• _Objective_: Nothing but the lines from the line with "For the benchmark, mark every instance of the tortoise hind" through the end of the data is to be copied, and each is to be copied exactly.

Source data
-- Start --

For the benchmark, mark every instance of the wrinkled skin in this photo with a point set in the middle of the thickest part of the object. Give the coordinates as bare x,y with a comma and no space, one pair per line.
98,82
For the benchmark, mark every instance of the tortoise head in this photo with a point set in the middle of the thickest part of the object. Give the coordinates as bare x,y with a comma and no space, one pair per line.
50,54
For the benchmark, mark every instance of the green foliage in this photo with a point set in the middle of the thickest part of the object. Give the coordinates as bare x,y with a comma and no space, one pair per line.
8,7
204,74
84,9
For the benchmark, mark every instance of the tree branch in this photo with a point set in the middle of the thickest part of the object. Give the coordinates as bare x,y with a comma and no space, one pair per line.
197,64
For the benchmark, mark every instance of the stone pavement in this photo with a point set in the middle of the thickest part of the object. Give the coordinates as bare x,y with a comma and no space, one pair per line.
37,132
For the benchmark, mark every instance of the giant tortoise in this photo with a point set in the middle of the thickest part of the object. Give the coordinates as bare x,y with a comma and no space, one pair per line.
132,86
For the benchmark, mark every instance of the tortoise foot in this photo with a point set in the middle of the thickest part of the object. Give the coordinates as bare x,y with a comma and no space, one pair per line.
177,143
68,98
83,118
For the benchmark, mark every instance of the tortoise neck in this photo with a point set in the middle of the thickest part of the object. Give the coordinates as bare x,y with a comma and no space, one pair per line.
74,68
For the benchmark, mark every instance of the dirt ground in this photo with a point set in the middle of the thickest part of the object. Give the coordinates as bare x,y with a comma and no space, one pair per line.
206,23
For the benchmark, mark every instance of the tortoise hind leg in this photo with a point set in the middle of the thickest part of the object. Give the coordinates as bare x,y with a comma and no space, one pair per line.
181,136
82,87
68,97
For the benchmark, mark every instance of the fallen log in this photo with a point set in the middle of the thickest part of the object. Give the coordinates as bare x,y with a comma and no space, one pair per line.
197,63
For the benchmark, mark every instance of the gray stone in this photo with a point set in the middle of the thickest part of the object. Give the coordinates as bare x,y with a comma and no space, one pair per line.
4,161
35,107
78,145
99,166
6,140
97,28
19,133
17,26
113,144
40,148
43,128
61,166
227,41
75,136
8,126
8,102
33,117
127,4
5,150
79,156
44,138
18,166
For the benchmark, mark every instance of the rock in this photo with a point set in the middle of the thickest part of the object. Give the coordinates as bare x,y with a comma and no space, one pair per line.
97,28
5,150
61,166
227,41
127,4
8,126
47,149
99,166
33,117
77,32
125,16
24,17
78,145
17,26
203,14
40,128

-- End --

• _Result_:
For the benchmark, mark every instance of the tortoise hind leg in this photo with a point set in the middle of the thickest part of the object. Give the coordinates as bare x,y with a comma and no space, one pair per line.
181,136
82,87
68,97
For the benchmark, mark every instance of the fallen log in this photo with a point set in the middle of the thickest part of the object. Give the coordinates as bare x,y with a comma and no space, one pair per line.
197,63
For the benchmark, mark every instance of the gray stone in this photo with a point set in the middle of the thickest part of the object. Give the coordinates as bare x,y with a comma and no space, one pair per line.
4,161
35,107
78,145
99,166
6,140
97,28
19,133
17,26
113,144
40,148
43,128
61,166
227,41
75,136
8,126
8,102
33,117
127,4
5,150
79,156
44,138
18,166
For the benchmark, mark every instance of the rock in this photo with a point set in the middle of the thickest part of the object. Give the coordinates as bare x,y with a comma and no space, one pair per line.
97,28
5,150
61,166
227,41
127,4
8,126
47,149
99,166
33,117
77,32
125,16
24,17
78,145
17,26
203,14
40,128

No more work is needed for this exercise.